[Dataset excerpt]
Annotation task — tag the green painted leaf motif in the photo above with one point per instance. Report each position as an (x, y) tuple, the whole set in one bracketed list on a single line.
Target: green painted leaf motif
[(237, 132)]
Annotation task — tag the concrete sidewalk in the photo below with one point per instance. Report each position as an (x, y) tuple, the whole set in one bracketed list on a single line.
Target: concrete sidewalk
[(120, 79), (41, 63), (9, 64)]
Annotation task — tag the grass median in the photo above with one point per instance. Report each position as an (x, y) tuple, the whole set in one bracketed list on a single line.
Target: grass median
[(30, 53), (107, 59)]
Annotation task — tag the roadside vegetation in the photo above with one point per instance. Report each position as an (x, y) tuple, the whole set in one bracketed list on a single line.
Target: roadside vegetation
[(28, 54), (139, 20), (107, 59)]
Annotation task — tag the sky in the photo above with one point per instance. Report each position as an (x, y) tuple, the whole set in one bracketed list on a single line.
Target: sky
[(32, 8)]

* * *

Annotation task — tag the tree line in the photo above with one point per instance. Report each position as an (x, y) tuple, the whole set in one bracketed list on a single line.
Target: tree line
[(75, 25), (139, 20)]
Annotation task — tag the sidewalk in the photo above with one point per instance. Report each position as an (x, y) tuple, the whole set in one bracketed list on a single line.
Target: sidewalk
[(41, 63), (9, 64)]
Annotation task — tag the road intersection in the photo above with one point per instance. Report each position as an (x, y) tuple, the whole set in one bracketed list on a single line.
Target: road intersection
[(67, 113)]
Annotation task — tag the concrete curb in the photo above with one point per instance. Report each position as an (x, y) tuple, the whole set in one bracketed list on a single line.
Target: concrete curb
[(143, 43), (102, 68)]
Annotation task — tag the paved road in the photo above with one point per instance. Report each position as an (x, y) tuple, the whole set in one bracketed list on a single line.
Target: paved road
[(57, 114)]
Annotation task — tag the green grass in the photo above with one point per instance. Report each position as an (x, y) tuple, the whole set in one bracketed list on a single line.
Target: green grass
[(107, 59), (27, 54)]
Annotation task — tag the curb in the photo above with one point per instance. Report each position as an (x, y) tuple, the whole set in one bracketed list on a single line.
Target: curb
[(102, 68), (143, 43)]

* * *

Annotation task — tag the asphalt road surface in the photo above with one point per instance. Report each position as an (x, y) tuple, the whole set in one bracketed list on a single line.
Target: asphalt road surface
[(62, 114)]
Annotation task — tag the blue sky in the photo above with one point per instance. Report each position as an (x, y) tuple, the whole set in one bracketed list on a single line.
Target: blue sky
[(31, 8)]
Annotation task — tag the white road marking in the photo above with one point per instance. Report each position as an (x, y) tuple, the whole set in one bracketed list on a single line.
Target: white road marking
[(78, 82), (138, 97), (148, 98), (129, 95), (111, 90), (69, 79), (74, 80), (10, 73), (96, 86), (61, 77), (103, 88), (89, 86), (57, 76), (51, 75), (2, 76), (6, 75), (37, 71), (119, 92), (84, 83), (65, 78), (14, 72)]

What needs to be done - Copy word for word the lines from the one containing "Annotation task — tag the green painted" through the one containing "[(237, 132)]", including both of those lines.

Response -
Annotation task — tag the green painted leaf motif in the photo above with one point per instance. Report each position as an (x, y) tuple, the whole set in one bracketed list on a single line.
Target: green painted leaf motif
[(237, 132)]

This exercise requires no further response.